ТЕКСТ ДЛЯ ЧТЕНИЯ:
==*==

Здесь достаточно ясно сформулирован один из основных принципов работы Оксаны Ивановны Киянской  принцип незаметной подмены сущностей, как в игре в наперстки. Вроде бы на первый взгляд все верно. Область научных интересов, форма изложения, язык определяются в первую очередь интересами и склонностями, особенностями мышления самого ученого. Но мы же не можем сказать, что физик, изучающий процессы внутри атомного ядра, или биолог, описывающий процессы размножения инфузорий, рассказывает о себе. История  такая же наука, как физика и биология. Если историк вместо предмета исследования начинает рассказывать вам о себе, он сыграл с вами в наперсток, гоните его  он лохотронщик, а не ученый. Это все уместно при написании романа. При работе над монографией лучше бы все это отодвинуть в сторону. Даже жаль, что О.И. Киянская в поисках книг, которые она сама хотела бы прочитать, не стала писать романы, лучше всего  детективы. Судя по ее монографиям, там было бы все, что может привлечь читателя: экшн, сложная психология, головоломные теории, шпионы и тайные заговоры. Но она нашла себя в другом жанре, и с последствиями этого нам предстоит разбираться.

Вот как она, судя по статье «П.И. Пестель на следствии», появившейся в 2007 г. в журнале «Россия XXI», видит свои цели в исторической науке:

«Уже появляются статьи и монографии, пересматривающие многие частные аспекты деятельности декабристов. Представляется, что настало время для обобщающей монографии, в которой старая концепция будет, конечно, учитываться — но только в качестве правительственной и к реальности имеющей весьма опосредованное отношение».

(Об этой статье мы еще поговорим).

Этот завершающий абзац статьи содержит некоторое умолчание  весь текст перед ним посвящен изложению той новой концепции, которая должна заменить «старую», то есть историографическую традицию по теме, существовавшую предыдущие 100 лет.

Давайте уже посмотрим, в чем же она состоит.

==*==

Записи размеченных точек:
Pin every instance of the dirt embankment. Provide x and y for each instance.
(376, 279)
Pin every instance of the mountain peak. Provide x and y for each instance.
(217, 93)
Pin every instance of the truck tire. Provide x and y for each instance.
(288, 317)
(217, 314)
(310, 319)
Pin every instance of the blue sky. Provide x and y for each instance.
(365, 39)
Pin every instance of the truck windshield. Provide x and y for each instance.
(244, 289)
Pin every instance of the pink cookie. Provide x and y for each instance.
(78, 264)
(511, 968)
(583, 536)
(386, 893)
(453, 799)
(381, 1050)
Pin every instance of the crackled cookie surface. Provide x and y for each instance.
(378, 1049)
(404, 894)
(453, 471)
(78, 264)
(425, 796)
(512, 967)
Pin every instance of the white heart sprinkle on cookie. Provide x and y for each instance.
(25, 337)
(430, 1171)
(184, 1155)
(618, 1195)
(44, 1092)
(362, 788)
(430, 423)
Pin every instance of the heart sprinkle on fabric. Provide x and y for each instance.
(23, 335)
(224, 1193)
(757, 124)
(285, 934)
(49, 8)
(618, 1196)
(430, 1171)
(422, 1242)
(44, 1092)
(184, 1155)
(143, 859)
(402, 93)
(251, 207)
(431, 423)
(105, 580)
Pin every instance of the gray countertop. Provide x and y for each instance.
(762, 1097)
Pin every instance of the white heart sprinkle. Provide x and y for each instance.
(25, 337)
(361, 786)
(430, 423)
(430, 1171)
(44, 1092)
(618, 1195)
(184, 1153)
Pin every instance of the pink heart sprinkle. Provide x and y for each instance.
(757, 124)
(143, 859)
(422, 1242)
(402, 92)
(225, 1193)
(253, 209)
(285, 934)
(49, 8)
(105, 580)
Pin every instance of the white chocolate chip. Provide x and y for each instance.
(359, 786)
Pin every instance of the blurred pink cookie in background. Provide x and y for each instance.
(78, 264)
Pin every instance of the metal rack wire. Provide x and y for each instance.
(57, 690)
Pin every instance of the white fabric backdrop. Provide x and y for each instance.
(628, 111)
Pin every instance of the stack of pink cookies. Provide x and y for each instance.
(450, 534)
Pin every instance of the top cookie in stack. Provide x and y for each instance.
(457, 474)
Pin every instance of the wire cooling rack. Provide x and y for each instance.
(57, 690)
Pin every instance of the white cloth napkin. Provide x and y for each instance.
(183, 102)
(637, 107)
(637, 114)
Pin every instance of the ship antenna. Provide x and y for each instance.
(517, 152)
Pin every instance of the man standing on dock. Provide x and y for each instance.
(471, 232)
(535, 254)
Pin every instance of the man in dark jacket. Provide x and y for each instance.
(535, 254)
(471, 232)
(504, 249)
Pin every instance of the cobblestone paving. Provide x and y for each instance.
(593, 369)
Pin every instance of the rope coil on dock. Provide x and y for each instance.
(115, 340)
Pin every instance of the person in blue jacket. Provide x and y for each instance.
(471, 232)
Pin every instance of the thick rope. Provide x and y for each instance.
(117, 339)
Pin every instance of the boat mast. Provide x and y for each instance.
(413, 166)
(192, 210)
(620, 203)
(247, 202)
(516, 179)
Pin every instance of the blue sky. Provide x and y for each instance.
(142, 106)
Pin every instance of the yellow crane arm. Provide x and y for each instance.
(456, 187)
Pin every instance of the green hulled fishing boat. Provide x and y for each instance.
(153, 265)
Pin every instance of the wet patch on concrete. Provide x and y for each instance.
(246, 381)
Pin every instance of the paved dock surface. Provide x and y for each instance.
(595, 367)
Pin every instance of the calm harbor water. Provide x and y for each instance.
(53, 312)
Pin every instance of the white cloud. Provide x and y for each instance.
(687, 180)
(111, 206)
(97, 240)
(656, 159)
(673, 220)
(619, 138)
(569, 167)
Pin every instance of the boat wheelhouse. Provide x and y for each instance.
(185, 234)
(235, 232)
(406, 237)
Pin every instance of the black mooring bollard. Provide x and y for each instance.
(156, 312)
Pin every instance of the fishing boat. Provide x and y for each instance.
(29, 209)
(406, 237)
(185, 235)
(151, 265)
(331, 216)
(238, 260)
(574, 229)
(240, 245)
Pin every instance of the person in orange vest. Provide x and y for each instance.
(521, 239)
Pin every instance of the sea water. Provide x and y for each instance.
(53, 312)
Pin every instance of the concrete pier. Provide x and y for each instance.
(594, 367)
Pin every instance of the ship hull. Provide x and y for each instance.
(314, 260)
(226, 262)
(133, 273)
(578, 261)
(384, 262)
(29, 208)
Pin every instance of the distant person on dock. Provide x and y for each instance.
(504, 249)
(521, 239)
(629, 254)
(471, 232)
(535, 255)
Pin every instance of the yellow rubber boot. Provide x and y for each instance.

==*==

СУТЬ ЗАДАНИЯ: Пожалуйста, приведите ещё раз дословно фрагмент текста для чтения от слов «(Об этой статье» до слов «предыдущие 100 лет.».

РЕЗУЛЬТАТ ВЫПОЛНЕНИЯ:
(Об этой статье мы еще поговорим).

Этот завершающий абзац статьи содержит некоторое умолчание  весь текст перед ним посвящен изложению той новой концепции, которая должна заменить «старую», то есть историографическую традицию по теме, существовавшую предыдущие 100 лет.